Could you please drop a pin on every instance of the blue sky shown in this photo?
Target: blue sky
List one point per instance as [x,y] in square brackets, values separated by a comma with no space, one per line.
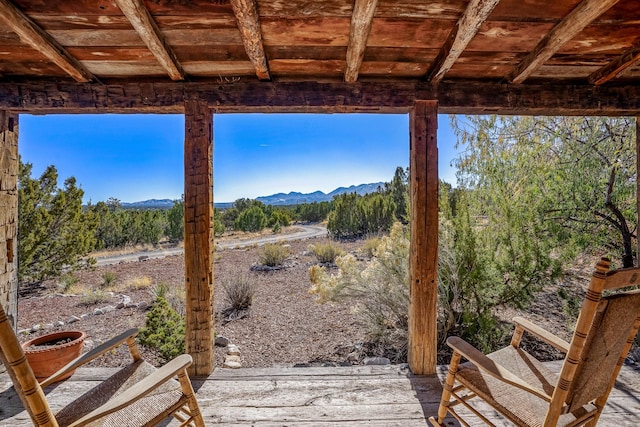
[140,157]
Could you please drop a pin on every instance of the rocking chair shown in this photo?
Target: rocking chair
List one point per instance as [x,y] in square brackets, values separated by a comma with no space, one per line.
[524,390]
[136,395]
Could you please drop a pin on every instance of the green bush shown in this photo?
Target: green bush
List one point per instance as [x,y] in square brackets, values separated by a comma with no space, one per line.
[252,219]
[380,291]
[239,289]
[164,330]
[273,255]
[108,278]
[326,253]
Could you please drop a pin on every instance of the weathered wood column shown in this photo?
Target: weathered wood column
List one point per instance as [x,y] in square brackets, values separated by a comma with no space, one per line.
[423,164]
[638,190]
[9,214]
[198,235]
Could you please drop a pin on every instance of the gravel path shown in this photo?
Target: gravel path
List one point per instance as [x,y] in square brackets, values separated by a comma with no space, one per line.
[285,325]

*YOUR GOAL*:
Which lines of the entries above contain the word "this"? Copy each of them.

*YOUR SOLUTION*:
Could you please drop a pin on every instance of the blue sky shown in this photo?
Could you please drop a pin on every instance of the rocking chair shown in this photo?
Could you please drop a pin on every instance of the green bush shown in this photo?
Could you please drop a pin on every instance of the weathered wood column shown in this photo?
Could you please drop a pin on every instance of the gravel path shown in this photo?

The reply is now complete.